● **Records to process**:
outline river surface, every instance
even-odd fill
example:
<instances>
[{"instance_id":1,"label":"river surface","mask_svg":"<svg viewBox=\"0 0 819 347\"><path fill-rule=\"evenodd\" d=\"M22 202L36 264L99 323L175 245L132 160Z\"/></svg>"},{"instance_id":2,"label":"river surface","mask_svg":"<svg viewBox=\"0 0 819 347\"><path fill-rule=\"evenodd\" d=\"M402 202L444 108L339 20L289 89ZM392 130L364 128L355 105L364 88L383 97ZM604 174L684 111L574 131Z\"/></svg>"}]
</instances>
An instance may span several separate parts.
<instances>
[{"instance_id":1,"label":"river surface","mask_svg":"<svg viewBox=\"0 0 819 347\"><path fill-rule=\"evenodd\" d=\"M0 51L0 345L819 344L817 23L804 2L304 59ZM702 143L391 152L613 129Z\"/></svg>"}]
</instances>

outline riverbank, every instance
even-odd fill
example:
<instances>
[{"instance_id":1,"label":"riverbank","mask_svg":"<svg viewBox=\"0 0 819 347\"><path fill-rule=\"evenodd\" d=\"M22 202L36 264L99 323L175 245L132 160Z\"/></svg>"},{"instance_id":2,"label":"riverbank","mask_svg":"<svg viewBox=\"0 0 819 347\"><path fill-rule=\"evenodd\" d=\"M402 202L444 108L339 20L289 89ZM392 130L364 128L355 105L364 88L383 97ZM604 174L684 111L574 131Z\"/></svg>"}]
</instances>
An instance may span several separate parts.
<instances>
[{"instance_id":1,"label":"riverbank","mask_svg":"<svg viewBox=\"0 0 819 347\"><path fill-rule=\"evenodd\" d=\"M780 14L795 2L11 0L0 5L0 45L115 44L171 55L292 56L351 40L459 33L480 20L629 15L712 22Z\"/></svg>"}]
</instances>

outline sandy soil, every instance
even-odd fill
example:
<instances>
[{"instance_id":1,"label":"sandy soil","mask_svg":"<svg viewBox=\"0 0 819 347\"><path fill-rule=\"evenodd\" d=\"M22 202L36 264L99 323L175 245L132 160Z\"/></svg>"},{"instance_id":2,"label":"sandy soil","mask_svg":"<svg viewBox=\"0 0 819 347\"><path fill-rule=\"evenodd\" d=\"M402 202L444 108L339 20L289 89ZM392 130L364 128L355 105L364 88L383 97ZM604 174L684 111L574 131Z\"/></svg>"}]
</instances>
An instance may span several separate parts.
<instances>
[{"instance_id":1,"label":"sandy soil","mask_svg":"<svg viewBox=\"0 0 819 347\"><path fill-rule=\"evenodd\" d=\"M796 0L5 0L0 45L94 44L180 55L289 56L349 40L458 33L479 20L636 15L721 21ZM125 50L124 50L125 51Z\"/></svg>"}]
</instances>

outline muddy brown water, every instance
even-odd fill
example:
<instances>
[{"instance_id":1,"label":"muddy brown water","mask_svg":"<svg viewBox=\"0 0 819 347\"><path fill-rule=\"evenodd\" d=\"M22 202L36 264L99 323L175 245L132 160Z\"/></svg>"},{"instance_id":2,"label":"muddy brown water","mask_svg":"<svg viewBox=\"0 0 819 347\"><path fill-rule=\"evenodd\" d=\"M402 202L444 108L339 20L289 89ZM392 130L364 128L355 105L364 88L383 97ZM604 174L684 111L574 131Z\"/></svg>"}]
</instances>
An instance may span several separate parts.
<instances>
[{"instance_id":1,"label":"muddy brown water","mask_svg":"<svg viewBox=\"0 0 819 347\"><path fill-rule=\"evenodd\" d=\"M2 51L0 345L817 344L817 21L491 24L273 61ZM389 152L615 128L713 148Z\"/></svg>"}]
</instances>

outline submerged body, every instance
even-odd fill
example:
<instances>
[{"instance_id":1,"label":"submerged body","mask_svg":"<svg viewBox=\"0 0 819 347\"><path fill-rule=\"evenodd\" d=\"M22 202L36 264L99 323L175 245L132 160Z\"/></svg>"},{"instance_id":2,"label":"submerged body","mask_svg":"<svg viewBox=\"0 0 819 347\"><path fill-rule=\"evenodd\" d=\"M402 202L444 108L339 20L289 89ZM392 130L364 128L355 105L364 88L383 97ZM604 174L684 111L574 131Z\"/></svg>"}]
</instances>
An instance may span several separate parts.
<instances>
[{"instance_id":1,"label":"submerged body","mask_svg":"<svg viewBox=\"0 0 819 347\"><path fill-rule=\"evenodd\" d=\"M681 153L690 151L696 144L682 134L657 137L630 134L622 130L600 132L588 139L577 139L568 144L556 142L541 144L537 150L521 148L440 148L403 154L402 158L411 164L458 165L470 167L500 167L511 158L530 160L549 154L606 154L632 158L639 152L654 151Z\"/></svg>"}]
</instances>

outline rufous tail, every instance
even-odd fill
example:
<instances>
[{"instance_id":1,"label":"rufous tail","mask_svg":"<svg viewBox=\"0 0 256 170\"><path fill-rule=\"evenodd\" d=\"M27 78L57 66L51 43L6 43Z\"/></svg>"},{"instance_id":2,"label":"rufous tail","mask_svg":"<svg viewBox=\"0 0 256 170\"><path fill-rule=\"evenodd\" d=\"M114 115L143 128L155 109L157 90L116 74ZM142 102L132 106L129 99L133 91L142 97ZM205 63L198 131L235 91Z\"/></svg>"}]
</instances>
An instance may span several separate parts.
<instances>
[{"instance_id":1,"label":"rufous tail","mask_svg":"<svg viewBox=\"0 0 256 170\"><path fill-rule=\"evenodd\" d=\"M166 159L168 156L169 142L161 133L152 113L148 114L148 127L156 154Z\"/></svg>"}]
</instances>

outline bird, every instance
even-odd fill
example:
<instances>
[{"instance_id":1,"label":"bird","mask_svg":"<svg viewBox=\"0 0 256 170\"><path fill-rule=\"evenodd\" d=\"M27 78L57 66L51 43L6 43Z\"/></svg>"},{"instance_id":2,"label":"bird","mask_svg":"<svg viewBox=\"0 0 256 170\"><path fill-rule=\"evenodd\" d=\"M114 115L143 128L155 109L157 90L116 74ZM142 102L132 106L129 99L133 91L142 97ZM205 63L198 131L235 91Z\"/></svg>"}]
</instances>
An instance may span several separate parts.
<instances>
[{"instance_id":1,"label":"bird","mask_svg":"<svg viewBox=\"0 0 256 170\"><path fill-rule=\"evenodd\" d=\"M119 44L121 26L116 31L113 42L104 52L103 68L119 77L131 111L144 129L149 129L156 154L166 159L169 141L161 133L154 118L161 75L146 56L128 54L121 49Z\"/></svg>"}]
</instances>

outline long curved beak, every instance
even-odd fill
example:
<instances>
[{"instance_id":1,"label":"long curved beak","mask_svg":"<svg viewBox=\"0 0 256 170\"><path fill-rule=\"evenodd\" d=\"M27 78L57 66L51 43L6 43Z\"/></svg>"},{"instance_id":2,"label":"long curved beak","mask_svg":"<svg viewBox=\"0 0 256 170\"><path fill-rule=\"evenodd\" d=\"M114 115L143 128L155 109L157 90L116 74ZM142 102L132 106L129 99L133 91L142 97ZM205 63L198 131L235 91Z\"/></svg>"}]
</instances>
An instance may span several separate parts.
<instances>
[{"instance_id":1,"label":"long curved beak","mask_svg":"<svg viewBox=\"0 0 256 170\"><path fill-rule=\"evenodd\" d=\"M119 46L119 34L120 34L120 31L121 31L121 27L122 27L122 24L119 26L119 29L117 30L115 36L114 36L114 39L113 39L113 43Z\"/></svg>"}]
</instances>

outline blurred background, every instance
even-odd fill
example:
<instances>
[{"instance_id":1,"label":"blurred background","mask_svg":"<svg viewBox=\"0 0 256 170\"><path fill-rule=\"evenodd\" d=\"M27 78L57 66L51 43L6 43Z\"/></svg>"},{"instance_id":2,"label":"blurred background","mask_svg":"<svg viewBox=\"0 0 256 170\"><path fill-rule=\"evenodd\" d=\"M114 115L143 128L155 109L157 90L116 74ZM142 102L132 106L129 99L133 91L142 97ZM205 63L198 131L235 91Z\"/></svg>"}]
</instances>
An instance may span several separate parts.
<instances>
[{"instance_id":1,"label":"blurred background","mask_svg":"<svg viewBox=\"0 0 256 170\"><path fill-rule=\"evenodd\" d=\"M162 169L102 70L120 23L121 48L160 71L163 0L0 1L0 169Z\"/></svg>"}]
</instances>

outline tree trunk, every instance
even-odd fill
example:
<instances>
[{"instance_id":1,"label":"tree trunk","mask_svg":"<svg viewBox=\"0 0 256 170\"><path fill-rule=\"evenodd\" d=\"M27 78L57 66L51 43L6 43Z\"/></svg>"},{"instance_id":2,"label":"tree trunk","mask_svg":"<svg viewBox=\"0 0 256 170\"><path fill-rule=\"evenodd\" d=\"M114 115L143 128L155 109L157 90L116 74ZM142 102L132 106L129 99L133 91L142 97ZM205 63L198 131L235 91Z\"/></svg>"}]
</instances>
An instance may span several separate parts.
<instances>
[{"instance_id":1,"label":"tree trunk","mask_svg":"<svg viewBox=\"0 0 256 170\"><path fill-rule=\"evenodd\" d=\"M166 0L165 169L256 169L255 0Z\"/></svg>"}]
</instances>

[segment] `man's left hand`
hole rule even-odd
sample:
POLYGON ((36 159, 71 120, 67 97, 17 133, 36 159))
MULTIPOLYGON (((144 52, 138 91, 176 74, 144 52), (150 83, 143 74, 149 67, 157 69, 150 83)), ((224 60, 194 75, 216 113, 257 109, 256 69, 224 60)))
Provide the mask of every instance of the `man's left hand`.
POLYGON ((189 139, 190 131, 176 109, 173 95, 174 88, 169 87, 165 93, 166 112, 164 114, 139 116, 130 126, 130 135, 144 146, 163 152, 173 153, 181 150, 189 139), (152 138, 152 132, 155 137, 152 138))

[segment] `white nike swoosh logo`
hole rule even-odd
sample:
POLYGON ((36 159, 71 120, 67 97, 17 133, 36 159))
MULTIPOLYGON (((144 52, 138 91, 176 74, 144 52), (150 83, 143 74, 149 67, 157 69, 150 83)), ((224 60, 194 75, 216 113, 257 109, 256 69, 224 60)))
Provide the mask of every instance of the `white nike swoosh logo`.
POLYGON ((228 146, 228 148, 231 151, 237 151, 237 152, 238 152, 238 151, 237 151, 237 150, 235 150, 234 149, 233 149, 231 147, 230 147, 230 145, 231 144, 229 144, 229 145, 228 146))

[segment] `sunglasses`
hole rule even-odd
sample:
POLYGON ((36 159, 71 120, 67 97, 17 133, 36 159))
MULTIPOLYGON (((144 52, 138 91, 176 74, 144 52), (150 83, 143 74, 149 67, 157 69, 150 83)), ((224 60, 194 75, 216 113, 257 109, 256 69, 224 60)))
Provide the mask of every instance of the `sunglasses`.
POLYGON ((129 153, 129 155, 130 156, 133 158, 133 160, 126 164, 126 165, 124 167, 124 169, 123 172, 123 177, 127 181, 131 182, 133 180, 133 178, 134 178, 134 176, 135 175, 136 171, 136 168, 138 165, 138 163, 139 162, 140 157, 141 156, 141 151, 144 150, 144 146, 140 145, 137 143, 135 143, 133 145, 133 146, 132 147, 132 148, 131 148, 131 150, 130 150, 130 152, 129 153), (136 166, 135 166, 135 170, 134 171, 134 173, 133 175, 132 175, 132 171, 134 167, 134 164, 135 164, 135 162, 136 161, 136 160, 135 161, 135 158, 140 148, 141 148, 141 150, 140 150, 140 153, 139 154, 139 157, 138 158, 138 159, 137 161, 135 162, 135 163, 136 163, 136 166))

● **Given instruction**: Reproduce the part of the material that opens with the line containing "outline tree trunk, every instance" and closes with the line containing "POLYGON ((189 139, 190", swapping "sample" for "example" and leaving everything else as it is.

● **Result below**:
outline tree trunk, every instance
even-odd fill
example:
<instances>
[{"instance_id":1,"label":"tree trunk","mask_svg":"<svg viewBox=\"0 0 256 170\"><path fill-rule=\"evenodd\" d=\"M27 78L57 66L51 43L6 43Z\"/></svg>"},{"instance_id":2,"label":"tree trunk","mask_svg":"<svg viewBox=\"0 0 256 170\"><path fill-rule=\"evenodd\" d=\"M114 115L143 128L155 109L157 90L116 74ZM142 102L132 106L129 99L133 91L142 97ZM205 63L198 131L235 91Z\"/></svg>"}]
</instances>
An instance may span several separate parts.
<instances>
[{"instance_id":1,"label":"tree trunk","mask_svg":"<svg viewBox=\"0 0 256 170\"><path fill-rule=\"evenodd\" d=\"M166 0L165 169L256 169L255 0Z\"/></svg>"}]
</instances>

[segment] `man's left hand`
hole rule even-odd
example:
POLYGON ((36 159, 71 120, 67 97, 17 133, 36 159))
MULTIPOLYGON (((144 52, 138 91, 176 74, 144 52), (150 83, 143 74, 149 67, 157 69, 150 83)), ((224 60, 194 75, 216 113, 257 109, 256 69, 224 60)))
Provide the mask of every instance of the `man's left hand`.
POLYGON ((189 139, 190 131, 176 109, 173 95, 174 88, 169 87, 165 93, 166 112, 164 114, 139 116, 130 126, 130 135, 144 146, 163 152, 173 153, 181 150, 189 139), (152 138, 152 132, 155 137, 152 138))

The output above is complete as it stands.